> [About this task]: Go through the data line by line and count the lines that hold "tent". Reply with the total only.

Saved entries
:::

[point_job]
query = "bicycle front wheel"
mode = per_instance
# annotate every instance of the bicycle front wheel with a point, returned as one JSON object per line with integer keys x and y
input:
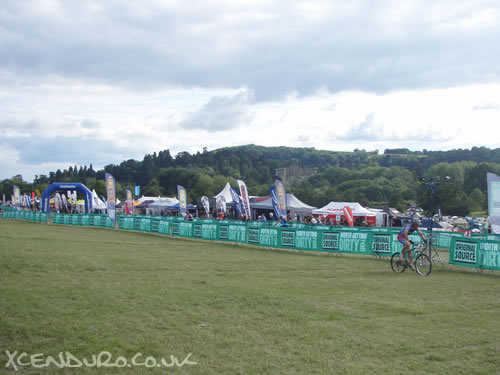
{"x": 423, "y": 264}
{"x": 396, "y": 265}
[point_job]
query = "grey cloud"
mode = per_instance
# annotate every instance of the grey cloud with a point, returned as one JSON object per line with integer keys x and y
{"x": 15, "y": 124}
{"x": 486, "y": 107}
{"x": 90, "y": 124}
{"x": 274, "y": 51}
{"x": 68, "y": 149}
{"x": 371, "y": 131}
{"x": 367, "y": 130}
{"x": 220, "y": 113}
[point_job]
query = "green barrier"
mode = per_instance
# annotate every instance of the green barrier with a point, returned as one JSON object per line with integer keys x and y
{"x": 478, "y": 252}
{"x": 475, "y": 253}
{"x": 164, "y": 226}
{"x": 85, "y": 220}
{"x": 76, "y": 220}
{"x": 145, "y": 224}
{"x": 128, "y": 222}
{"x": 97, "y": 220}
{"x": 233, "y": 231}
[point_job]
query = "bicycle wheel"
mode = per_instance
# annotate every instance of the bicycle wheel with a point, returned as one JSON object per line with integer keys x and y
{"x": 423, "y": 264}
{"x": 395, "y": 265}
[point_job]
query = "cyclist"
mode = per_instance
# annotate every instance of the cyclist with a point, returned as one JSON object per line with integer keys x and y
{"x": 404, "y": 239}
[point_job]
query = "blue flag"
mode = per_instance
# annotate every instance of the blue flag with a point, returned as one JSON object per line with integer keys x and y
{"x": 237, "y": 201}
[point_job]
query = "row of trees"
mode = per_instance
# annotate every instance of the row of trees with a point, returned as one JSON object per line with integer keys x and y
{"x": 390, "y": 179}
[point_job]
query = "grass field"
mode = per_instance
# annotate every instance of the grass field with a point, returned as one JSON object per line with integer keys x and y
{"x": 237, "y": 309}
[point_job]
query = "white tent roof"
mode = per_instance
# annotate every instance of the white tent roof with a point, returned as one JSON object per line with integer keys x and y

:::

> [Answer space]: 2